Copy every item below character for character, changing nothing.
=-=-=-=-=
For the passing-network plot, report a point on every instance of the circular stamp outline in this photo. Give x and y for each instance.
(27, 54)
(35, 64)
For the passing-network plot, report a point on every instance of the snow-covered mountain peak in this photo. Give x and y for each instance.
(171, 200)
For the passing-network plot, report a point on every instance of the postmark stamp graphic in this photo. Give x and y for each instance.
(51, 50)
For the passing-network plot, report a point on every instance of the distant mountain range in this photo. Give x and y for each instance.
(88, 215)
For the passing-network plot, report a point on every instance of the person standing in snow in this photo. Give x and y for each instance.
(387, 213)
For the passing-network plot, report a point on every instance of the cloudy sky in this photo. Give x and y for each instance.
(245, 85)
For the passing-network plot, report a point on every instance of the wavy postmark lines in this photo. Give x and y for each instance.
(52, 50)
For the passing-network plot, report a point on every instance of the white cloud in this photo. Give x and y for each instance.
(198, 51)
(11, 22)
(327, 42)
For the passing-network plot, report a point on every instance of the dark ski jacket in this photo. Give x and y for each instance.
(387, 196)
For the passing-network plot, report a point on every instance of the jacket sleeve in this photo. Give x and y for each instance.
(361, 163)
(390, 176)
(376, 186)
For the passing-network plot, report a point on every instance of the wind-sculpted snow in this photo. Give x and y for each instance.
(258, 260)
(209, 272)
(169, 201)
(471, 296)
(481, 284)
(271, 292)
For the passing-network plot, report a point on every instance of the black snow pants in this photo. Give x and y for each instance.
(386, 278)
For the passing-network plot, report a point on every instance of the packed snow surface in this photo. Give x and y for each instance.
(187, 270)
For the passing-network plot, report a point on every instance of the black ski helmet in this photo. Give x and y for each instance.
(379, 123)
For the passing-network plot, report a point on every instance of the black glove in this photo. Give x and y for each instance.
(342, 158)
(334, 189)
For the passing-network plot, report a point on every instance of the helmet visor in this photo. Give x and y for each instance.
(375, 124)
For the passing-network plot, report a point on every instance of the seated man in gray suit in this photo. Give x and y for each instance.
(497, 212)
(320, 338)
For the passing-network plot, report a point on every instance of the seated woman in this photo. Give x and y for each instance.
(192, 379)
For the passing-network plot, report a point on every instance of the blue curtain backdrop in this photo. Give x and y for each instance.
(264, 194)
=-=-=-=-=
- _Complete output_
For the passing-network plot, report a point on every instance of the circular stamp outline in this photo. Give x and y for each instance.
(27, 54)
(35, 64)
For the passing-network plot, report a point on every instance of the snow-covered mountain peak in this photo. Give x and y for each instance.
(171, 200)
For the passing-network plot, report a point on every instance of the postmark stamp graphic in this photo. Give x and y for each instance.
(51, 50)
For the passing-network plot, report a point on every instance of the distant mountain range in this photo. Give x and y for each instance.
(88, 215)
For the passing-network plot, report a point on every instance of the person standing in snow in this photo. Give x and y for each instance.
(387, 213)
For the passing-network plot, report a point on every instance of the cloudy sky in this photo. Give x and y for each instance.
(245, 85)
For the passing-network plot, report a point on every instance of the wavy postmark lines in this photo. Give x and y for each instance.
(52, 50)
For the passing-network plot, report a point on every instance of the white cloud in this photo. Give x and y for each instance.
(198, 51)
(11, 22)
(327, 42)
For the passing-network plot, report a point on every instance of the dark ski jacket in this photo. Give x and y for each instance.
(387, 196)
For the passing-network plot, report a point on every instance of the jacket sleeve in this photo. Give x and y for each instance.
(361, 163)
(390, 176)
(376, 186)
For the passing-network plot, report a point on every instance of the wind-sculpted snow in this photo. Give x and y for each instance.
(258, 260)
(209, 272)
(169, 201)
(471, 296)
(481, 284)
(271, 292)
For the passing-network plot, report a point on every instance of the black snow pants in this photo. Give x and y for each instance.
(386, 278)
For the passing-network plot, report a point on every instance of the packed snow surface in this photo. Give x and y for each instance.
(187, 270)
For the passing-network plot, report a point on every instance of the black ski helmet in this photo. Give x and y for each instance.
(379, 123)
For the passing-network plot, report a point on every instance of the black glove in this photo. Give x and y for each instance.
(342, 158)
(334, 189)
For the passing-network plot, report a point on every instance of the helmet visor in this photo. Give x and y for each instance.
(375, 124)
For the passing-network plot, report a point on every instance of the seated man in gray suit in this photo. Give x and y for each instance.
(497, 212)
(320, 338)
For the passing-network plot, report a point on every instance of the seated woman in this photo. Give x and y for each instance.
(192, 379)
For the passing-network plot, report a point on every instance of the blue curtain backdrop in this photo. Give x and y for each instance.
(264, 194)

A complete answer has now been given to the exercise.